TASK BRIEF:
Strip out the pictures and output each remaining line of the data word for word.
Segment Open
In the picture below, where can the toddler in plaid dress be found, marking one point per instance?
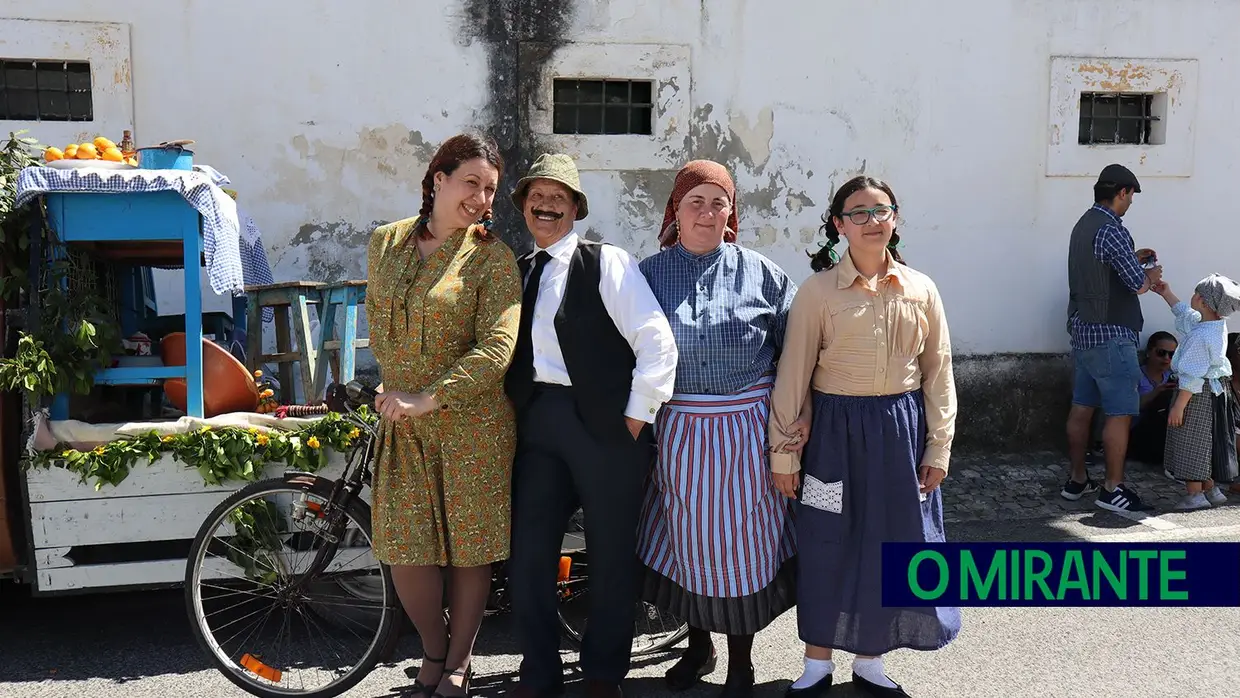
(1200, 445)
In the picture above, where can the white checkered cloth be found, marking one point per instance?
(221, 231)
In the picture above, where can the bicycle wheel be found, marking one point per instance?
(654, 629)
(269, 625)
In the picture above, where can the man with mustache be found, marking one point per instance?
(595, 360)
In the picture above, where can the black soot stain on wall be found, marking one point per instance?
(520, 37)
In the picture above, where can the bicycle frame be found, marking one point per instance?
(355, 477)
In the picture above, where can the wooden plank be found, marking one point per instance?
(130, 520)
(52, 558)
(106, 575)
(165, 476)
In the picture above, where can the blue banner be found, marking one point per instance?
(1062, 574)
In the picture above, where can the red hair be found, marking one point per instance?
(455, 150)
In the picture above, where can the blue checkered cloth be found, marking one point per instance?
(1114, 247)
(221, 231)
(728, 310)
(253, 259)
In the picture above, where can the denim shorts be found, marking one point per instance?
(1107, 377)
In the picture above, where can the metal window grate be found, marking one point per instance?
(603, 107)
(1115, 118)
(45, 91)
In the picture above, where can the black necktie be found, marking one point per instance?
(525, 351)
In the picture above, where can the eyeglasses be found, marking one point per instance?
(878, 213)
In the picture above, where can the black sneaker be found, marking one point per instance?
Segment Closed
THE ANSWER:
In the picture below, where can the toddler in plaid dress be found, marking one point per instance?
(1200, 445)
In the picture above, where can the white checkered cloth be found, marking one point per instance?
(221, 231)
In the picture above, where can the bicycle wheel be found, marking one point per instance?
(654, 629)
(269, 625)
In the picture above, where can the man with mustache be found, marking one point per instance?
(595, 360)
In the picture above, where can the black soot stain on wall be found, marking one point per instance?
(520, 37)
In the picture above, where can the bicycle frame be found, marking one point per instance?
(355, 477)
In the picture above, where can the wooden plank be found, marking one point per instance?
(130, 520)
(52, 558)
(106, 575)
(165, 476)
In the picture above, where can the blue banner be found, marking one point per instance?
(1062, 574)
In the picture above, where can the red hair be found, marking one point per instance?
(455, 150)
In the picture above, where can the blue checkered cloth be found, marking one point per instance?
(1114, 247)
(221, 231)
(728, 310)
(253, 259)
In the picture above, where can the denim shorts be found, marking one point per instance?
(1107, 377)
In the picture above, where can the metal window grate be found, marking one point per instance?
(603, 107)
(1115, 118)
(45, 91)
In the picture above, where can the black necktie be found, marking one point per instance?
(525, 351)
In the picture above, where can the eyeglasses be found, marking one point per instance?
(878, 213)
In the picture above, where can the black sneaker be found, marking one point per instance?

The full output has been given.